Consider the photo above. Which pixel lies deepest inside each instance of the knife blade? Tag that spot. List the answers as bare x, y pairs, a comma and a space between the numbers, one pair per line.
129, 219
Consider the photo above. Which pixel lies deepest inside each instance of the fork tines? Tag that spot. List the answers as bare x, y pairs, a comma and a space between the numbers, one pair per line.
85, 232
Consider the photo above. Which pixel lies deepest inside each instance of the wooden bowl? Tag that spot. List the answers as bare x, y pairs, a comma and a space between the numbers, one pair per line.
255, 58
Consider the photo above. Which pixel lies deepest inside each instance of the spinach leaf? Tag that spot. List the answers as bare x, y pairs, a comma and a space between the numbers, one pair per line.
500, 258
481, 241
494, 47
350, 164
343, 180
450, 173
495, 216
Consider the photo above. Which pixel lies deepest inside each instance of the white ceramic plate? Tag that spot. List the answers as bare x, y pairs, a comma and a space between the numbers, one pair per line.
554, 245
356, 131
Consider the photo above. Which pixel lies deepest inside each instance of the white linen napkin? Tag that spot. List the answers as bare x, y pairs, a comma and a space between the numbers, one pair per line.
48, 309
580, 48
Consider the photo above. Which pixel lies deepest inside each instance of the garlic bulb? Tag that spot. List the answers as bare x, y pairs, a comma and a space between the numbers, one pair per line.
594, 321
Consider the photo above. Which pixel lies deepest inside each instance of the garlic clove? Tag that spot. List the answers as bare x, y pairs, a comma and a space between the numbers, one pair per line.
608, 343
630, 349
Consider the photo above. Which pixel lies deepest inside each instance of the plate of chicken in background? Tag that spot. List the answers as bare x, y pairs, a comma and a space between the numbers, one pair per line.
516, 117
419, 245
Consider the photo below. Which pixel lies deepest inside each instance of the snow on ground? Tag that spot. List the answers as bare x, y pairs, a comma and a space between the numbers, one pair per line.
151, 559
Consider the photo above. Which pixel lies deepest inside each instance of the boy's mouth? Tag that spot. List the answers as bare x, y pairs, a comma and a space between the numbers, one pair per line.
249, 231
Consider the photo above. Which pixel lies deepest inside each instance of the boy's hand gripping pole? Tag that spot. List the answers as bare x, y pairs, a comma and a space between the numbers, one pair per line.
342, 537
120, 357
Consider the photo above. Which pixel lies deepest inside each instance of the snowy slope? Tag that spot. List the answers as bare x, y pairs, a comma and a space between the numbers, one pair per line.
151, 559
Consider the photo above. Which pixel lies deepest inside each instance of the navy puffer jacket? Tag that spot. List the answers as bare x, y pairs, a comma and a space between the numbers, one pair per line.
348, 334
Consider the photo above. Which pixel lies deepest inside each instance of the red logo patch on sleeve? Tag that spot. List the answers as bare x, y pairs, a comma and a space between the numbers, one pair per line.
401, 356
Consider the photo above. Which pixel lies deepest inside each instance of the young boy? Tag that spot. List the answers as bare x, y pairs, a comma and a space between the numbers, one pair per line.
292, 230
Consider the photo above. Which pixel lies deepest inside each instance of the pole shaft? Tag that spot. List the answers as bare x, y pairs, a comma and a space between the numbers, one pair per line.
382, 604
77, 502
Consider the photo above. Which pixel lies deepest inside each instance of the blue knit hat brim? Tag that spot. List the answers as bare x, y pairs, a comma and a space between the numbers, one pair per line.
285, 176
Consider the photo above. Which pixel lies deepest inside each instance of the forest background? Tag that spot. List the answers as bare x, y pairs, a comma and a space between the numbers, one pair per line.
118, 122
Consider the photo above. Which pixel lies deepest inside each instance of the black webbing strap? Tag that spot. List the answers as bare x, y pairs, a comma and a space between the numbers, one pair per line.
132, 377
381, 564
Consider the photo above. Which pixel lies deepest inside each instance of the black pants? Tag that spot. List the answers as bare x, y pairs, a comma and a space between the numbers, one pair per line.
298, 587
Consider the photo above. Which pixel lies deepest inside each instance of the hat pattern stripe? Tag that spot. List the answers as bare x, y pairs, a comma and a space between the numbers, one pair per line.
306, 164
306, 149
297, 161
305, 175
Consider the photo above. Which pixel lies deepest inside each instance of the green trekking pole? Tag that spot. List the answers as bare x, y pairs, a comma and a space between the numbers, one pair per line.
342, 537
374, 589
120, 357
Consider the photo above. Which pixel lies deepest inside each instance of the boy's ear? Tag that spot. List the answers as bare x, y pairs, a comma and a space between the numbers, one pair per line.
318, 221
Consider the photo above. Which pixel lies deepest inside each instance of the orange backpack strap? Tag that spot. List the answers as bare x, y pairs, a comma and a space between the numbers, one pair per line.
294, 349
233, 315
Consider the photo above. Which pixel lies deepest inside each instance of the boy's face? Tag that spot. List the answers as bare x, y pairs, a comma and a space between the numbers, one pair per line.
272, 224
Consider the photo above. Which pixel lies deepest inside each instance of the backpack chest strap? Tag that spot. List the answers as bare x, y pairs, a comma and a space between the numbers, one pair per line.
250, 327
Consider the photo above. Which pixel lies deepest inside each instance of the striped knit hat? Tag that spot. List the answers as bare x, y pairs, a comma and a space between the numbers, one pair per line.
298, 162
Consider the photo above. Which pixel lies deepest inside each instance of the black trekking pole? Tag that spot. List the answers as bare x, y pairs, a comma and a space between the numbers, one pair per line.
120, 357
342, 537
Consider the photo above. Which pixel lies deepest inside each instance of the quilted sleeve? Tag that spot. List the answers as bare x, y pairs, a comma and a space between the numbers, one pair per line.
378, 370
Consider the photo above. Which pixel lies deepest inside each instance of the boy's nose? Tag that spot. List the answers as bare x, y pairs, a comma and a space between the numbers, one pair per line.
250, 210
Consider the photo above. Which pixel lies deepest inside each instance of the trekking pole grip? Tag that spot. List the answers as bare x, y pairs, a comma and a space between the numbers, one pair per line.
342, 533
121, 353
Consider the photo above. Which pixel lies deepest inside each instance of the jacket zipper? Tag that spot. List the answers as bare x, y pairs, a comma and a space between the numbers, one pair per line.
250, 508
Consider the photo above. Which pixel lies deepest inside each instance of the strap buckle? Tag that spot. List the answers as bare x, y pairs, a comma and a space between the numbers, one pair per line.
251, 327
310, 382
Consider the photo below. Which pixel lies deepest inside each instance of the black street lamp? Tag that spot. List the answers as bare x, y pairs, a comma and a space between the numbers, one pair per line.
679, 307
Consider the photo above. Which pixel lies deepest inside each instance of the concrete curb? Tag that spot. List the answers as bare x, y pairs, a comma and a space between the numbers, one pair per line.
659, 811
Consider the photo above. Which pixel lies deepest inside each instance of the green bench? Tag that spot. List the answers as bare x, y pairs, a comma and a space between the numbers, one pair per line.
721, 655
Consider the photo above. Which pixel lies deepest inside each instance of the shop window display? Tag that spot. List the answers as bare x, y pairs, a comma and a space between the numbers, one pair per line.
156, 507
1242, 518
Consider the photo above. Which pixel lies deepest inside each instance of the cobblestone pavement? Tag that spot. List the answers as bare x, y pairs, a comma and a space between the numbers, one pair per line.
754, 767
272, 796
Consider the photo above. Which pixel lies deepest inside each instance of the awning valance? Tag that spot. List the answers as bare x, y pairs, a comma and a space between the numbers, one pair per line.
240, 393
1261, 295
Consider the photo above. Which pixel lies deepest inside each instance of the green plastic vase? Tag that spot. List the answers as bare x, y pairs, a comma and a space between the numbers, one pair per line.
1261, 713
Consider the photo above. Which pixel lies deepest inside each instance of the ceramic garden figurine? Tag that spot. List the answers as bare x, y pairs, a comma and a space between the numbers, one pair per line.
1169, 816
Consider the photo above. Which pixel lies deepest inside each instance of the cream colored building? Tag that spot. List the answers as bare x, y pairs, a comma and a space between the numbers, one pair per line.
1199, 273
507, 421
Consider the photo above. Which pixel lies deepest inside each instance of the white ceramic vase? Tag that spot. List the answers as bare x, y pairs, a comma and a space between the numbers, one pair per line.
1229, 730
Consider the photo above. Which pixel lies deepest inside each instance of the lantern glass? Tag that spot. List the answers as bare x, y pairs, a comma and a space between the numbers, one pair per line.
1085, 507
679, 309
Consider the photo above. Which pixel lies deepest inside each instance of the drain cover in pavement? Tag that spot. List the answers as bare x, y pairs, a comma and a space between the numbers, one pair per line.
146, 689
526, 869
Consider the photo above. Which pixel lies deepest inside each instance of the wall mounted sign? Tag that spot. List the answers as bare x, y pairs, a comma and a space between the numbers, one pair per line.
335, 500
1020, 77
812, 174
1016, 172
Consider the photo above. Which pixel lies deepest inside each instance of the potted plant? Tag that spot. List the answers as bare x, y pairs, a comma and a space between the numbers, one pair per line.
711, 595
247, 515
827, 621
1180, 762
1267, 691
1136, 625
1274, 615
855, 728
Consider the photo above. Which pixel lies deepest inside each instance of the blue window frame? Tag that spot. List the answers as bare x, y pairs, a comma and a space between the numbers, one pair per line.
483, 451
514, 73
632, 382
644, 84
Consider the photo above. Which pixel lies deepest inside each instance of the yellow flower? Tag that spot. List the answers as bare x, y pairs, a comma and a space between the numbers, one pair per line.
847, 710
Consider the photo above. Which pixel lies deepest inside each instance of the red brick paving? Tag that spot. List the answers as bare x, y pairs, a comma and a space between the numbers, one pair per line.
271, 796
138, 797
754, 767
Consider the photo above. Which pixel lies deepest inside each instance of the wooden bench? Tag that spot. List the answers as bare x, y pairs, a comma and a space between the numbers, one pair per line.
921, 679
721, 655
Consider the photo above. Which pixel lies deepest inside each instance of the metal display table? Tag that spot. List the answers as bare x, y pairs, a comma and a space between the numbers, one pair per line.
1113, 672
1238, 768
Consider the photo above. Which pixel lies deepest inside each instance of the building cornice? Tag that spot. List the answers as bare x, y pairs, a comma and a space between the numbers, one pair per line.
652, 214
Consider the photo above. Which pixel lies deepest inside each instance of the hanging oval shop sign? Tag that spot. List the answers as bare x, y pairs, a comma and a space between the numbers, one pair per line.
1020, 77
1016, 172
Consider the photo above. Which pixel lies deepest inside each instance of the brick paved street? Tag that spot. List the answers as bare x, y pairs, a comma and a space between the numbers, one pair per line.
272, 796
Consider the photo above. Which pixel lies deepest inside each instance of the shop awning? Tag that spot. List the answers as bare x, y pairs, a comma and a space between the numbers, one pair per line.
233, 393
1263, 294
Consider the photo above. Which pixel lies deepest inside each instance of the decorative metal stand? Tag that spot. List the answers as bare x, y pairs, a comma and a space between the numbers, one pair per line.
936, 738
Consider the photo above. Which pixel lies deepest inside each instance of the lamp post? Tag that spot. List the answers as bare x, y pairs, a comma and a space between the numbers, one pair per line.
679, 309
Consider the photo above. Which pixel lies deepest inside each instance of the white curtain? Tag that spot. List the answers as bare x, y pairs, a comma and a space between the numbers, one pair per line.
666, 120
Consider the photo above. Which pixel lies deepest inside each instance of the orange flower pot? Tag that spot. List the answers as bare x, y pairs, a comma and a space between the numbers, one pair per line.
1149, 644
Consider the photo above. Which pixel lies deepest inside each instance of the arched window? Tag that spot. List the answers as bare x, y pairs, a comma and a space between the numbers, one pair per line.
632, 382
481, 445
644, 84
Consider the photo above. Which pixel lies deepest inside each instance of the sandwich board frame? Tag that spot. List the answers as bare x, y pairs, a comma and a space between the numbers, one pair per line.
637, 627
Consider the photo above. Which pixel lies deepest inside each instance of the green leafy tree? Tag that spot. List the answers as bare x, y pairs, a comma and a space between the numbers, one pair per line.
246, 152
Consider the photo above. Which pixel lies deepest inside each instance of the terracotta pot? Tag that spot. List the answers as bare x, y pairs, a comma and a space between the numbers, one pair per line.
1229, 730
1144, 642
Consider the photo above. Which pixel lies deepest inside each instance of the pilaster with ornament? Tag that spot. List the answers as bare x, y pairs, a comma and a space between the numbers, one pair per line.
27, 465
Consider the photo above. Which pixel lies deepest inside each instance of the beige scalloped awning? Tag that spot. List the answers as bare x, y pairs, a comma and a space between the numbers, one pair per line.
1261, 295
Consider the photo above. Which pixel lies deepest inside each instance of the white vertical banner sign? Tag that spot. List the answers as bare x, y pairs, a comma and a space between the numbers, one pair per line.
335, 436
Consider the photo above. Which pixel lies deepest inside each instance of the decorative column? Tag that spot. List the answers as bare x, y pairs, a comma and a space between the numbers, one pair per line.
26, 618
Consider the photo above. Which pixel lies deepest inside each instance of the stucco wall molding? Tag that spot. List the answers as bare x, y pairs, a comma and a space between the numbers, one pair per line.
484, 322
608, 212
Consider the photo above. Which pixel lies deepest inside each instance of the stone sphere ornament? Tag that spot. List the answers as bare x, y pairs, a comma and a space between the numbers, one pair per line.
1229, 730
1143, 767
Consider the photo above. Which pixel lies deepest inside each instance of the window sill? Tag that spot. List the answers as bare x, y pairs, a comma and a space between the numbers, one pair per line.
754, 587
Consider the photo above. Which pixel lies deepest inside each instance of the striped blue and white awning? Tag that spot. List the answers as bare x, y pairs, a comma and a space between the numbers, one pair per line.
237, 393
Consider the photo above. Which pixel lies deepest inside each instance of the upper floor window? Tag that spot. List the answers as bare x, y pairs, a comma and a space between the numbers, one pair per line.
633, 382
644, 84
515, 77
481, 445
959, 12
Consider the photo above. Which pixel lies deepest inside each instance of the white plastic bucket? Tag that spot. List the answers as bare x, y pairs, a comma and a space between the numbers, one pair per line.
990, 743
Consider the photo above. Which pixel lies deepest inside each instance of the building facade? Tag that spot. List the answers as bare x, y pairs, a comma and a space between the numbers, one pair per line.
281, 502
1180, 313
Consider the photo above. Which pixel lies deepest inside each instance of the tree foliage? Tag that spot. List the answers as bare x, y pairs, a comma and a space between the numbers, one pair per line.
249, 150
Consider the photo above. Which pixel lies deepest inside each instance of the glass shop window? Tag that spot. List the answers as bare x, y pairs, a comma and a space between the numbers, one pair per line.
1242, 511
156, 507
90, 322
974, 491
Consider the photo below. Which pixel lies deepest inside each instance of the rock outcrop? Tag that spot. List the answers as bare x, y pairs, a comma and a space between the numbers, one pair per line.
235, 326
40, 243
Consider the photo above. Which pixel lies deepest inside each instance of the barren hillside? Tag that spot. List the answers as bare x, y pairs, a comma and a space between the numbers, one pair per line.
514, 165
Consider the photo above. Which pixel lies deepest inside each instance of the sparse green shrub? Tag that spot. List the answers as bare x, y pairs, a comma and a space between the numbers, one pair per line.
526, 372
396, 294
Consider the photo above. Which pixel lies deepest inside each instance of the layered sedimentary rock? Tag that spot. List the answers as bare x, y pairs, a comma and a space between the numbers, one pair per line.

• TASK DETAILS
Output only the lines from the one holding "of the barren" through the last line above, exactly as they appear.

• WRITTEN RESPONSE
Consider the photo above. Which pixel lies deepest inside each instance of the barren hillside? Tag that spot. List the answers as bare x, y pairs, a comma and a space between the numbers, one pair per line.
514, 165
Consider the photo above. Which pixel lies deepest inside each instance of the sparse green shrub? Tag that spot. List the answers as bare x, y pairs, a comma and a space between the numbers, one pair per line.
526, 372
396, 294
Consider the photo above. Which pixel lies deepest inside each instance of the layered sedimentary rock? Tag that spot. List the answers as bare x, y pairs, a comma and a space between the numbers, one pair per line.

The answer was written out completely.